**EXCERPTED TEXT**
Friday, May 28, 2010

First Harvest: Organic Home Grown Salad Greens

Yesterday I harvested the first food from my garden.  Fresh salad for lunch and dinner.  In the bowl I have a mix of Spinach and Arugula, both grown from seeds I purchased at Botanical Interests.  And Rocky Top Lettuce Mix, one of my favorite mesclun mixes from Baker Creek Seeds.

Some gardeners are intimidated to grow salad greens but take it from me, they're about the easiest, most rewarding things you can grow in your garden.  Get yourself a pack of mesclun seed mix, scatter them lightly over the dirt, then sprinkle a little dirt over the top of the seeds, barely covering them.  And water.  You can plant a little every three weeks and your family will be stocked with fresh organic salad all summer.

Organic salad greens are expensive.  Plus, I hate the pressure of buying a big container of them then stressing about eating them before they go bad.  Remember, by the time grocery store salad greens make it to your kitchen, they may have traveled over 1,500 miles.  They won't last long!  But grown in your personal garden, you can pick enough for each meal and leave the rest growing outside where they belong.

**INFORMATION SHOWN**
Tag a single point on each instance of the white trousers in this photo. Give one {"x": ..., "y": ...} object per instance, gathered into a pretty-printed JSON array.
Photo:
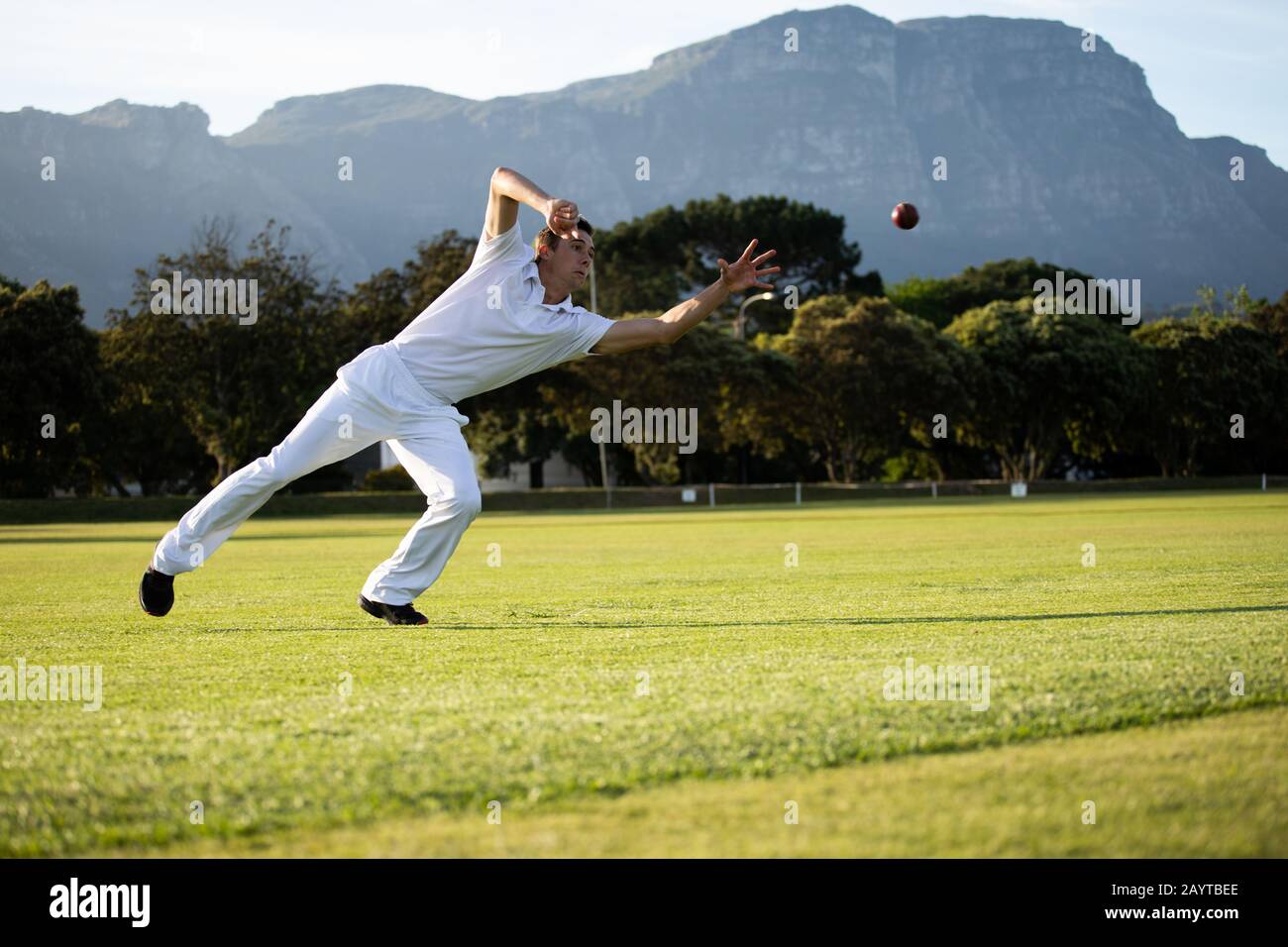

**COMPLETE THE FOLLOWING**
A. Name every green or greens mix the salad greens post says is in the salad bowl.
B. Reproduce the part of the salad greens post starting at "Friday, May 28, 2010" and ending at "salad all summer.".

**THE ANSWERS**
A. Spinach, Arugula, Rocky Top Lettuce Mix

B.
Friday, May 28, 2010

First Harvest: Organic Home Grown Salad Greens

Yesterday I harvested the first food from my garden.  Fresh salad for lunch and dinner.  In the bowl I have a mix of Spinach and Arugula, both grown from seeds I purchased at Botanical Interests.  And Rocky Top Lettuce Mix, one of my favorite mesclun mixes from Baker Creek Seeds.

Some gardeners are intimidated to grow salad greens but take it from me, they're about the easiest, most rewarding things you can grow in your garden.  Get yourself a pack of mesclun seed mix, scatter them lightly over the dirt, then sprinkle a little dirt over the top of the seeds, barely covering them.  And water.  You can plant a little every three weeks and your family will be stocked with fresh organic salad all summer.